Passage
%%

Patrons and staff stare, dumbfounded, at this unholy vision.
She no longer possesses the social awareness to be embarrassed, but she knows I am. Her network of wrinkles
deepens into creases of a scowl. I feel badly; I have made her feel badly. She fidgets, her right hand stroking the bra she
is wearing on top of her dress, lips pursing and grimacing, eyes downcast. Beyond my reach.
When
Mum’s awake, an endless string of percussive World Music rhythms escape her.
Oh-boy-oh-boy. Chick, chick. The sound of a stalled car, rrrrrrrr.
Ayaaa, ayaaa. That’s the Inuit Throat Singer one. Gutteral. Creepy.
She’s a human jukebox, but whatever ancient forty-five rpm record is playing in her head has a gash
in it.
I think I can make it for two more weeks with my mum. I think I
can. I think I can.
Mum clips out a picture of a transvestite dolled up in over-the-top clothes, trims it and glues it to the
top of a piece of felt to create a bookmark. She loves to make bookmarks.
“There!” she presents it like pearls for my birthday.
For me? How maternally thoughtful.
I think I can.
The
hearing thing is a problem. Of course, the good news is you can talk about her with impunity while she’s in the same
room and she won’t know.
I find cards and literature on her coffee table for hearing aids. She has been to the doctor about this.
“There was a man came in before I did and he said he couldn’t afford it and the doctor said
it would be cared for and he winked at him and the guy winked back and I think they meant that I would be paying for it.”
“Mum, I don’t think so,” I say. Reality therapy, anyone?
“Yup. One-hundred thousand dollars. A lot of money. Twelve thousand and two dollars, to be exact.
And I haven’t even got a hearing aid yet.”
Maybe
it will help, the ear doc’s assistant Kimberly says, if she reads my mum’s chart to me.
“You mother visited the clinic five times in October, which included the creation of two ear molds,
recycling a donated hearing aid twice, complaints that she didn’t like the COLOR of the hearing aid produced …
She seemed confused. She brought the hearing aid back, and said she didn’t want one.
“She still owes the office one hundred dollars for our trouble.”
I assure Kimberly we’re good for it.
I explain that my mother is PERMANENTLY confused, she has dementia. I try to say it quickly and not too
loud. Kimberly assures me Mum can’t hear me anyway.
The light goes on at the other end of the line. A Pockettalker’s simple, operates much like a Walkman,
costs precisely a tenth of what a hearing aid does.

%%

Records supplied
%%

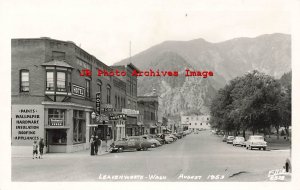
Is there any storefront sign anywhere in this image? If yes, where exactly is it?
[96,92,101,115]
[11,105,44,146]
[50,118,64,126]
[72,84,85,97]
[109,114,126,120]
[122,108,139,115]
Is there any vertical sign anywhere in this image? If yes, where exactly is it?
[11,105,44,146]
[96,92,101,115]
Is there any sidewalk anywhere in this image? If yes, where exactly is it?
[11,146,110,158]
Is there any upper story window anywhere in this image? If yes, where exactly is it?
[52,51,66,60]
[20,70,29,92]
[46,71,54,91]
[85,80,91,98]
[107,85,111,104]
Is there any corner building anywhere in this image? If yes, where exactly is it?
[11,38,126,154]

%%
%%

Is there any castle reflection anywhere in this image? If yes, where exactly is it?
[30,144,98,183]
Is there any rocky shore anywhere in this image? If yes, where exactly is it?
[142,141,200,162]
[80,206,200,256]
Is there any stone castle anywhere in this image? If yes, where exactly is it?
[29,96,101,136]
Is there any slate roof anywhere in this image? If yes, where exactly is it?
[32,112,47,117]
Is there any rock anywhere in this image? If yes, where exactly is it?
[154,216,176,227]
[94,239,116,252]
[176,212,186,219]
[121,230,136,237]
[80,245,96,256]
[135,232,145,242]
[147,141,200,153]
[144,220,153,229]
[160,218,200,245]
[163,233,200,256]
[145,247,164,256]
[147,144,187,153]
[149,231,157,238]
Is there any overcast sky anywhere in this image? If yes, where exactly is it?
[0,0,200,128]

%%
%%

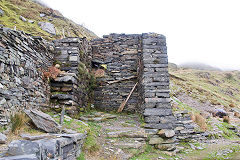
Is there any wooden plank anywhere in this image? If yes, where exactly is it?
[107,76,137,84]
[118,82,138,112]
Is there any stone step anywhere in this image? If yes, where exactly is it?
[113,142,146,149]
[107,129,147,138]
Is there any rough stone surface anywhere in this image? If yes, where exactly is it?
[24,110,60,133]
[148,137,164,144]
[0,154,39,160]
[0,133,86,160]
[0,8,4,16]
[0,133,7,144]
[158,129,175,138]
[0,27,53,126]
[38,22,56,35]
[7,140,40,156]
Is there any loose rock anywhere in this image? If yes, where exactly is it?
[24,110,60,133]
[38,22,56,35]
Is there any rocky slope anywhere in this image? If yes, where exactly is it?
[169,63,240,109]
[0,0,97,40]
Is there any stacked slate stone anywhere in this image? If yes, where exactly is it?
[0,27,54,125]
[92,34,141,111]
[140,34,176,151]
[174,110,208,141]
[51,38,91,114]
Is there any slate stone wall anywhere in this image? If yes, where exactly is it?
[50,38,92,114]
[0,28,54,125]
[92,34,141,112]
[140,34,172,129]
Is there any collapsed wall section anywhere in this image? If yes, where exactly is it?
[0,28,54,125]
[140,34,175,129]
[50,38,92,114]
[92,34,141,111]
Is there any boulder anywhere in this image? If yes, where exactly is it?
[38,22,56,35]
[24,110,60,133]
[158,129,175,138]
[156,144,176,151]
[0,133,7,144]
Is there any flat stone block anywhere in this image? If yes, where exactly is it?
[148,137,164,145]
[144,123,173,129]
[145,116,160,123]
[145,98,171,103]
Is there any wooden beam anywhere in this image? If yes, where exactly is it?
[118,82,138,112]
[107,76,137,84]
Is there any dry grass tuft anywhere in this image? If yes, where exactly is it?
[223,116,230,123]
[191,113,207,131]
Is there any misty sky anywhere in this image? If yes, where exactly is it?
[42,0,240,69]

%%

Exercise tasks
**a)** In the passage, rewrite the paragraph that begins "The light goes on at the other end of the line" as a brief bulleted list that keeps its main facts.
**b)** List every sound that the passage quotes in the paragraph beginning "When Mum's awake."
**c)** According to the passage, how much does the mother still owe the hearing clinic's office?

Task-by-task results
**a)**
- The person on the other end of the line understands the situation.
- A Pockettalker is simple.
- It operates much like a Walkman.
- It costs a tenth of what a hearing aid costs.

**b)**
- Oh-boy-oh-boy
- Chick, chick
- rrrrrrrr (the sound of a stalled car)
- Ayaaa, ayaaa (the Inuit Throat Singer one)

**c)** She owes one hundred dollars.